___ Records supplied ___

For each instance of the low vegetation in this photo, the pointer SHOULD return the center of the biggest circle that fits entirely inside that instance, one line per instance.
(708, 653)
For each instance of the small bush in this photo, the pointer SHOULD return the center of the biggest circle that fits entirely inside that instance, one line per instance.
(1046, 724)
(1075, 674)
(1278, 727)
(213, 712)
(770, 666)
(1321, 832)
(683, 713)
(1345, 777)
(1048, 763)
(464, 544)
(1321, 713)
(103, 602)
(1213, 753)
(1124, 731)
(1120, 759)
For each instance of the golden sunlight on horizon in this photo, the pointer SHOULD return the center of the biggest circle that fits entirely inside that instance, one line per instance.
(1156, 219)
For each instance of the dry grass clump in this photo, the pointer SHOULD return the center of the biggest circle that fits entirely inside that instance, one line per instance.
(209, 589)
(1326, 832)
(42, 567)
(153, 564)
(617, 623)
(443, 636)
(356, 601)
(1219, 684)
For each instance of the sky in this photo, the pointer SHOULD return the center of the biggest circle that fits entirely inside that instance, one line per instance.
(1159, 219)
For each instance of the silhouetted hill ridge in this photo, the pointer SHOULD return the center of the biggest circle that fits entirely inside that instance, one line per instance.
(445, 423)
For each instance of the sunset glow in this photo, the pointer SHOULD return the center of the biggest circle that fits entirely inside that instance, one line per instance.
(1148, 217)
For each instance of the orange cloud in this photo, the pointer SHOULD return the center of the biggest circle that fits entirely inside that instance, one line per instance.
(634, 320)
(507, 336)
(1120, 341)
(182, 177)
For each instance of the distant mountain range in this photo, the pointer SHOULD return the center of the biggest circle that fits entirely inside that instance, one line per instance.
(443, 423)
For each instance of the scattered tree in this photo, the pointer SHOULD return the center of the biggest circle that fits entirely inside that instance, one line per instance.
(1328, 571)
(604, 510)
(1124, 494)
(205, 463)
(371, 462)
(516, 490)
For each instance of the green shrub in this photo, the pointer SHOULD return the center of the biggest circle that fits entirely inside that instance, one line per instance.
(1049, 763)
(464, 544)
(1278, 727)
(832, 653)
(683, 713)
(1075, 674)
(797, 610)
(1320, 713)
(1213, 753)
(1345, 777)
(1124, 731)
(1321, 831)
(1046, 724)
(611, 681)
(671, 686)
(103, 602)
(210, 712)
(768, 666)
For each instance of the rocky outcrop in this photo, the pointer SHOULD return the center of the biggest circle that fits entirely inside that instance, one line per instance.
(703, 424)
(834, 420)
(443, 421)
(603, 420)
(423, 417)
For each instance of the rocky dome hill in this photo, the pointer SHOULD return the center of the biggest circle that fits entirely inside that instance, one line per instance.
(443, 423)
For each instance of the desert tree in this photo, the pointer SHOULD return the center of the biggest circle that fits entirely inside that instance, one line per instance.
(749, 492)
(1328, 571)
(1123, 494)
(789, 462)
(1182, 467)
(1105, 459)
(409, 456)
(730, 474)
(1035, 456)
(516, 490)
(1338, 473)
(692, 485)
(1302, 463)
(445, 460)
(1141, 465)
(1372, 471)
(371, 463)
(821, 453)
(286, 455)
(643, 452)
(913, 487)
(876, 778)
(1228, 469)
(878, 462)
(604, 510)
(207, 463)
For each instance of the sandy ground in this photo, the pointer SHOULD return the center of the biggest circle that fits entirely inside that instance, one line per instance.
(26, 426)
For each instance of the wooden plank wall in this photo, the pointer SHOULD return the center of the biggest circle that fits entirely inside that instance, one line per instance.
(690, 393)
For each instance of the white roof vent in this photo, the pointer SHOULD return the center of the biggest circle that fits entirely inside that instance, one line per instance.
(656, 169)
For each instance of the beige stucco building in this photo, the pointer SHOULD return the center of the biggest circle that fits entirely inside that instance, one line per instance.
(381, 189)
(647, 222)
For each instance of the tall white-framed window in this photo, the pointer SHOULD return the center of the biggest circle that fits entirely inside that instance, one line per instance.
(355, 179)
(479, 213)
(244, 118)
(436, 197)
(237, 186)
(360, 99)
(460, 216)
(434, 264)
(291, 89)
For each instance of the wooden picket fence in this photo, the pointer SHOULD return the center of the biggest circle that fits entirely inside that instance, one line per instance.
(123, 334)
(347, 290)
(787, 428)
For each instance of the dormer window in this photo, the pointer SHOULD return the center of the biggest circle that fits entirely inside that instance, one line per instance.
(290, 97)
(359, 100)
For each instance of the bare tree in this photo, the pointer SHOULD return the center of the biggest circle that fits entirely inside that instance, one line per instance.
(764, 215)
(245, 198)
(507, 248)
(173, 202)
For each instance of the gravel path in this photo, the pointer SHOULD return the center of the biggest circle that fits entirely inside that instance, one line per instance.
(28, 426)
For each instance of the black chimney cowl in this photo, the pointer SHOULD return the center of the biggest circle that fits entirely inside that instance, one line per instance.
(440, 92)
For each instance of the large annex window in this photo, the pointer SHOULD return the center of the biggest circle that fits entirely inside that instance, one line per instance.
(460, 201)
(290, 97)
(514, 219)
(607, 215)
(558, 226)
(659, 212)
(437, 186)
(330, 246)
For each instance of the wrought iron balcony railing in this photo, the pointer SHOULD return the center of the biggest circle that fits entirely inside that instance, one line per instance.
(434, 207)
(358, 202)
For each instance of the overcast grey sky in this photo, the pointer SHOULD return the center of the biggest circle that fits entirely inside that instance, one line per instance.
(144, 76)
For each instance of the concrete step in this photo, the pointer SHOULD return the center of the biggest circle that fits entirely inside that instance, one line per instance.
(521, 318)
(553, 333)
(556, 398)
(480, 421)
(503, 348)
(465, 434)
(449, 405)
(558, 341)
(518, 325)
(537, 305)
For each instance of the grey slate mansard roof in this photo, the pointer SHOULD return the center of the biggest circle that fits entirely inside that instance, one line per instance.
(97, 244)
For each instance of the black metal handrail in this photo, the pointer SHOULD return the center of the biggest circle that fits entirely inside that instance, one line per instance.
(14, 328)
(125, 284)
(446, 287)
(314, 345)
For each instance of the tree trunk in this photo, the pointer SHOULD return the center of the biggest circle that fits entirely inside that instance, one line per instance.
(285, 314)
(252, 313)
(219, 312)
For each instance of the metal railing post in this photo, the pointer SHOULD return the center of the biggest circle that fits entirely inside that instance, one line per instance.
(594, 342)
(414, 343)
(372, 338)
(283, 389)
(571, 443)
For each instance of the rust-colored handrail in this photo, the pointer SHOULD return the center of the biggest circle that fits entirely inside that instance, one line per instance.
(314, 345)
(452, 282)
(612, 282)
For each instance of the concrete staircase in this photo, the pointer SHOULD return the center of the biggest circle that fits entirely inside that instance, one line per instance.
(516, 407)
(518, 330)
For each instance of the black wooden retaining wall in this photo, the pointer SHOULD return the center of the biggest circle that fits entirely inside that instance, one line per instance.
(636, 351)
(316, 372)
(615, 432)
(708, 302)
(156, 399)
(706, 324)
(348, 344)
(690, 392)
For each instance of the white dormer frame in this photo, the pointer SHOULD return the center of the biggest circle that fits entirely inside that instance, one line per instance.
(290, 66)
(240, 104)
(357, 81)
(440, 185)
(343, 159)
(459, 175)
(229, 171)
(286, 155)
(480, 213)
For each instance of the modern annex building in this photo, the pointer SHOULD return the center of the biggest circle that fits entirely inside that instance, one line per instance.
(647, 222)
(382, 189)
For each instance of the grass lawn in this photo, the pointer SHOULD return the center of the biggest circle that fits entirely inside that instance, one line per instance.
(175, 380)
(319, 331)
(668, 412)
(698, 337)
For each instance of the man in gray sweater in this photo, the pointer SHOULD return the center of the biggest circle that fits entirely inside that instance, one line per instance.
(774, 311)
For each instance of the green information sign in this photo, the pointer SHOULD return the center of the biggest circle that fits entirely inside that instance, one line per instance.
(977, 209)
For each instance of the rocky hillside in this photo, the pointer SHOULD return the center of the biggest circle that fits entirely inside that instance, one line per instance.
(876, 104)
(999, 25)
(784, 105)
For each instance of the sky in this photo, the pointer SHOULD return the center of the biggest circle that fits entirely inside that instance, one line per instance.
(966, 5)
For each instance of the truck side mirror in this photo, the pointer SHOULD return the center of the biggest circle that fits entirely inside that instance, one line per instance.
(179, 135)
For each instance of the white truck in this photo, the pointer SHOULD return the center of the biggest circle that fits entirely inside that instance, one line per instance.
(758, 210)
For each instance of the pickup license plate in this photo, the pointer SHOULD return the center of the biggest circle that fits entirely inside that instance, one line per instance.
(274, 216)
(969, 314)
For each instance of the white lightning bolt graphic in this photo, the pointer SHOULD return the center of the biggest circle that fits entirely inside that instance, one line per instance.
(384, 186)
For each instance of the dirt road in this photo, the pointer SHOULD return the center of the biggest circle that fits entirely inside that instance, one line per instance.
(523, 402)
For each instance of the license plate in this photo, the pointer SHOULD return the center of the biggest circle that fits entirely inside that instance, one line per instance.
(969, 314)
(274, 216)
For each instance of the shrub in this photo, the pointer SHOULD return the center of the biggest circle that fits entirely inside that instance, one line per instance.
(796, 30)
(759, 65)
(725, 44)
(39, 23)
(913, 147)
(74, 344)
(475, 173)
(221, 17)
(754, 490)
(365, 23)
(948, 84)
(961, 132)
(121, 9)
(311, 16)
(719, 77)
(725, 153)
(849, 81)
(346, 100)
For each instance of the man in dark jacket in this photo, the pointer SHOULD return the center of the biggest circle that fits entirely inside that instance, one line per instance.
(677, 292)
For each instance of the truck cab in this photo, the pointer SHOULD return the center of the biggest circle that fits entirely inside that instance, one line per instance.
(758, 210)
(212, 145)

___

> [Task to complete]: Copy out the entries above without any changes, starting with the very first line and continuing down to the line that contains "(1219, 684)". Include that line as well.

> [Result below]:
For each instance of the low vegetation in this photo, the pointer SHOULD return the center of the biggest circle that fits entirely inside that instance, one line per instance.
(708, 653)
For each instance of the small bush in this photo, the pointer SHOULD return the center of the biggest circle that fits entirely inside that instance, one line per instance.
(1046, 724)
(1075, 674)
(1278, 727)
(213, 712)
(770, 666)
(1321, 832)
(683, 713)
(1345, 777)
(1048, 763)
(464, 544)
(1321, 713)
(103, 602)
(1213, 753)
(1124, 731)
(1120, 759)
For each instance of the golden sunlight on horizon in this photo, the pointer SHOULD return the center of the biggest circle that fits entirely inside that instance, one line per instance.
(1156, 219)
For each instance of the dry grass clump in this photo, the pointer SHOULD return the center of the biggest circle that fits entirely inside that instance, one line per instance.
(209, 589)
(1326, 832)
(42, 567)
(153, 564)
(617, 623)
(443, 636)
(356, 601)
(1219, 684)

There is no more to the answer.